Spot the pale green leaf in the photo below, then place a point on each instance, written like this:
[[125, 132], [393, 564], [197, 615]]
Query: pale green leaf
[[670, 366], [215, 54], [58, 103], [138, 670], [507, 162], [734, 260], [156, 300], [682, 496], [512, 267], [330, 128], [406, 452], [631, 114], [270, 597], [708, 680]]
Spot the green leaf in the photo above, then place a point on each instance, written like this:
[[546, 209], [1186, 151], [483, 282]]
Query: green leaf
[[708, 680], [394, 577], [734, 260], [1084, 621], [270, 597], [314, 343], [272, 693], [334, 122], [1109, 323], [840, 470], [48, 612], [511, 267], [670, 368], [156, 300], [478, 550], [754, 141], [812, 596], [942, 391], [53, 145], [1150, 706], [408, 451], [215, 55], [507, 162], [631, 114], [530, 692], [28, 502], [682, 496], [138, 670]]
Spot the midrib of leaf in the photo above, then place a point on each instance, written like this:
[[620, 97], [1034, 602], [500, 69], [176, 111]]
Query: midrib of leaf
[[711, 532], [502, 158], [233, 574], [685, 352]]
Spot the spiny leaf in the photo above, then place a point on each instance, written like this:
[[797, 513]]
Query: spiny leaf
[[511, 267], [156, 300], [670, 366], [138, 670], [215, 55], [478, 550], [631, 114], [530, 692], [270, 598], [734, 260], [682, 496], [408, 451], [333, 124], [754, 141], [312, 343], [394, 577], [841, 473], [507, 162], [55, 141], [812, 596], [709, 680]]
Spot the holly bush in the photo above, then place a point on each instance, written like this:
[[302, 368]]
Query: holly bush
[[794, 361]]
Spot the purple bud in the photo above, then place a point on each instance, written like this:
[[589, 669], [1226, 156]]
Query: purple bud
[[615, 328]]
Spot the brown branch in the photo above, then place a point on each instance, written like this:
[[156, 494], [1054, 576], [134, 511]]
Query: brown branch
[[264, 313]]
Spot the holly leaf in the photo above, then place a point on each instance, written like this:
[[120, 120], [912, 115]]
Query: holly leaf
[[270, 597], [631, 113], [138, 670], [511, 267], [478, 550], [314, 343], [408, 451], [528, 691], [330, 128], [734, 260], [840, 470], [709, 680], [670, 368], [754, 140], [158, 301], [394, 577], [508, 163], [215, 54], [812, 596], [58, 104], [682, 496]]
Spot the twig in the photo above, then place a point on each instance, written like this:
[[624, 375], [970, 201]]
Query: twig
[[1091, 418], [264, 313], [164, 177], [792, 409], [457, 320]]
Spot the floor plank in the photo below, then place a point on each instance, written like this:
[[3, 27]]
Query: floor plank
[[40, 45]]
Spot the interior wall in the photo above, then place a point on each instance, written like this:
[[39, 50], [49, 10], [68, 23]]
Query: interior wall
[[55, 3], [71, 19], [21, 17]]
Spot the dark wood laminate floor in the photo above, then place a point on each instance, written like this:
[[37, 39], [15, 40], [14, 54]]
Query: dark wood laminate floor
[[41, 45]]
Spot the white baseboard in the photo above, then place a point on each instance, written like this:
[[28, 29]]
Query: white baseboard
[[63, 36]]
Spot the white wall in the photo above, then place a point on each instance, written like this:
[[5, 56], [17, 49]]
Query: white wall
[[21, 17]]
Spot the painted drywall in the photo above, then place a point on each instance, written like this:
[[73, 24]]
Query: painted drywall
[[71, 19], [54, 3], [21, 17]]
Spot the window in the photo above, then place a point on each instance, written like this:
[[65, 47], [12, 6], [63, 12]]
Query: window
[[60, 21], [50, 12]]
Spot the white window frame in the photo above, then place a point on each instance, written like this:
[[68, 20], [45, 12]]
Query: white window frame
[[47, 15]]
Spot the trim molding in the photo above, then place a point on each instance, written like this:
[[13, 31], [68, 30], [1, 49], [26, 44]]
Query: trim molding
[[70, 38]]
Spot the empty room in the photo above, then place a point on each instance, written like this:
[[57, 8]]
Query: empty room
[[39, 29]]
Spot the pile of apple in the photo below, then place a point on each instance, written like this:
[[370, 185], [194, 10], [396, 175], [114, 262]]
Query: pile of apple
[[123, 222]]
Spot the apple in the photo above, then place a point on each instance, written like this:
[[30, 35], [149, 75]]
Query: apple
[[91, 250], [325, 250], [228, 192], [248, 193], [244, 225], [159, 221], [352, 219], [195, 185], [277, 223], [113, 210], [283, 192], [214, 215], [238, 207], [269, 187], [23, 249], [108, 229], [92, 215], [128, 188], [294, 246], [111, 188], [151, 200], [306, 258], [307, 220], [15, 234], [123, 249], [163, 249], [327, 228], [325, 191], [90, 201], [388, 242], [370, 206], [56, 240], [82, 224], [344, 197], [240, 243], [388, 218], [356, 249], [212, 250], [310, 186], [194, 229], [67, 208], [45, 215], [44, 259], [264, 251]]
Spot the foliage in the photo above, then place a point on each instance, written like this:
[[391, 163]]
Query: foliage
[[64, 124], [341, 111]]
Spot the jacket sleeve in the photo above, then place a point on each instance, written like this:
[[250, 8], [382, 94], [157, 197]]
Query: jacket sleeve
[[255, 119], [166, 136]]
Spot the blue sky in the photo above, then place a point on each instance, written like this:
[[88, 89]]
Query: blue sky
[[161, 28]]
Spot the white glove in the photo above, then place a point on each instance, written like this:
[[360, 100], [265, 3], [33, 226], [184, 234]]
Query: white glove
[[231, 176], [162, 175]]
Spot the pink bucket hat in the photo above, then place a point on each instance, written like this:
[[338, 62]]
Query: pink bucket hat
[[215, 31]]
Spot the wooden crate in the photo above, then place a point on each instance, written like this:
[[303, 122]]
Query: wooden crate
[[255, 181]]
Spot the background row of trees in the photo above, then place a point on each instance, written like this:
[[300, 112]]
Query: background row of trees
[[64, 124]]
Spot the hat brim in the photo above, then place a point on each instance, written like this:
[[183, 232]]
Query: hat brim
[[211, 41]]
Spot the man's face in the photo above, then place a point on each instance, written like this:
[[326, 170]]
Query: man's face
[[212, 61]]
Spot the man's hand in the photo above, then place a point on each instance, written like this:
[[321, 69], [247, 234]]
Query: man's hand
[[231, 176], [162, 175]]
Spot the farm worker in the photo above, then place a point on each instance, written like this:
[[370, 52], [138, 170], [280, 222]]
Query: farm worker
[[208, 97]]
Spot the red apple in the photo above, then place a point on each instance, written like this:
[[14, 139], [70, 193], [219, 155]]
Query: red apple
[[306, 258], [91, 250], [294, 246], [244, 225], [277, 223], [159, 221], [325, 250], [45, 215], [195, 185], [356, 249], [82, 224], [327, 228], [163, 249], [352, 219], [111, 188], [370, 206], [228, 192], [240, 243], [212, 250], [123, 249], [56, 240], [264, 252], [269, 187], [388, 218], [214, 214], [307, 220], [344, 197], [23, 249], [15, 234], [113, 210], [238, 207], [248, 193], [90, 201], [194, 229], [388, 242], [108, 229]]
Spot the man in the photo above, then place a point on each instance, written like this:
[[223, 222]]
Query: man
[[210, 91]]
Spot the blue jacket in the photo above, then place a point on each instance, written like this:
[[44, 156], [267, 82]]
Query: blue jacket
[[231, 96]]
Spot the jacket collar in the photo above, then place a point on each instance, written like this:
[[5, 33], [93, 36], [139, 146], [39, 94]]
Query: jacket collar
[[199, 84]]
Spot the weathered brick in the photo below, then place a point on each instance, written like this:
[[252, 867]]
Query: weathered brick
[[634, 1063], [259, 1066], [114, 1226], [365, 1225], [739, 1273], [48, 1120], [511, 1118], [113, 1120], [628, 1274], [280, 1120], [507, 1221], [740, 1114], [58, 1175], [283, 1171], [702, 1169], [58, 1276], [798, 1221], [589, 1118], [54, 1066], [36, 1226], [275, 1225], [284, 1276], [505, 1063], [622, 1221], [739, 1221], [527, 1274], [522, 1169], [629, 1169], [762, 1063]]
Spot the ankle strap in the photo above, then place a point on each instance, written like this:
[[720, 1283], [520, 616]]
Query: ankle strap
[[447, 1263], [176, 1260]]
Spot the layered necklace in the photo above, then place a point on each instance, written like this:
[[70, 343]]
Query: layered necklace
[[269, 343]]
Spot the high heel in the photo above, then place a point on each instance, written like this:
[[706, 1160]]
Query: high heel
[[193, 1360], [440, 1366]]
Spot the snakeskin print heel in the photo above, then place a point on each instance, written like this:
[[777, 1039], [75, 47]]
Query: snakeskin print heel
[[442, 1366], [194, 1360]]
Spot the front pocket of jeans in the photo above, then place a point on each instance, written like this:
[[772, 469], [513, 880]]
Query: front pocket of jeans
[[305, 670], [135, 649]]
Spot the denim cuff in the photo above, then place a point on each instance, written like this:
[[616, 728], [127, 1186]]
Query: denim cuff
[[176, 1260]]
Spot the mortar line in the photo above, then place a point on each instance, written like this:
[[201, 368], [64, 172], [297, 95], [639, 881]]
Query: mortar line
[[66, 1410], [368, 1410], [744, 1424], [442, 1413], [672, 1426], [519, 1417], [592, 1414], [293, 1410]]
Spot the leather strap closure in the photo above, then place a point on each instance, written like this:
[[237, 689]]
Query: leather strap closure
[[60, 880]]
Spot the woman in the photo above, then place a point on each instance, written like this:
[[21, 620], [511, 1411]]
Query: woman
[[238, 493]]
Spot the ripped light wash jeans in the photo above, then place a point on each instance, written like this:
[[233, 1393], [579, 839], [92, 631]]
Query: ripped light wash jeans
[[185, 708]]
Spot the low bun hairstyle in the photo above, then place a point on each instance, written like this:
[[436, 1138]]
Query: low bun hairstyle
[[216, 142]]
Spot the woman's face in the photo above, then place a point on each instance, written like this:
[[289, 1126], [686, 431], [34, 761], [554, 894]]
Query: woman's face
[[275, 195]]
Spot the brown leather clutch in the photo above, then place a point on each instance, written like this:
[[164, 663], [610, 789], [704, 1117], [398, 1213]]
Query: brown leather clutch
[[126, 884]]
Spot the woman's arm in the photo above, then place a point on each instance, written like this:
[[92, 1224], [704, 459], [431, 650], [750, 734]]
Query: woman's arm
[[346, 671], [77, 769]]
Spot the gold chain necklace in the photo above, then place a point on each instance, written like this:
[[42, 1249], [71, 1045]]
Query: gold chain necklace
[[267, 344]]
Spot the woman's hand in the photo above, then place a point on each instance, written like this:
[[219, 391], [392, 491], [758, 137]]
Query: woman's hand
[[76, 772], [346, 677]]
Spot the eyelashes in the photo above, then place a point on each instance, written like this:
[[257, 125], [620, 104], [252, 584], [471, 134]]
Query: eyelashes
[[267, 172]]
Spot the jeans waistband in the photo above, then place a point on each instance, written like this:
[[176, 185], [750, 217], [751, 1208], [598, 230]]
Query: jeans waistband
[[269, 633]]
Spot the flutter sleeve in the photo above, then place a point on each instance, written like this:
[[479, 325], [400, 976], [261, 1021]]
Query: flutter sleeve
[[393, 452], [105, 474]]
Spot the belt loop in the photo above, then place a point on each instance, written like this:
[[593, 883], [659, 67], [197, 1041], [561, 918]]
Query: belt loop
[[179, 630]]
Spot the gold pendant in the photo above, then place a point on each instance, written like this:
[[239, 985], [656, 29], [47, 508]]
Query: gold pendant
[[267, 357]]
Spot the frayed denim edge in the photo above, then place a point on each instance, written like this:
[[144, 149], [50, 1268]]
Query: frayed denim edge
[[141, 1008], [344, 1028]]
══════════════════════════════
◆ **Instruction**: Your task is to write out the lines from the one with "Spot the jeans" through the end of the records, exactly and with nothing added.

◆ **Correct result**:
Spot the jeans waistband in the photo above, then place a point on each instance, written like this:
[[176, 185], [750, 217], [751, 1208], [598, 230]]
Query: jeans waistband
[[269, 633]]
Spot the flutter sleeve in the photo above, then place a point on each instance, written like this:
[[479, 325], [400, 976], [261, 1021]]
Query: flutter sleeve
[[393, 452], [105, 474]]
Spot the belt loop in the photo above, then place a point on each instance, written like this:
[[593, 883], [659, 67], [197, 1041], [561, 918]]
Query: belt loop
[[179, 630]]
Spot the gold pendant in the photo above, then place a point on each instance, written like this:
[[239, 985], [656, 29], [47, 508]]
Query: gold pendant
[[267, 357]]
Spot the frayed denim edge in the photo above, then place a point on each instance, written like this:
[[144, 149], [50, 1268]]
Query: frayed denim edge
[[141, 1008], [344, 1028]]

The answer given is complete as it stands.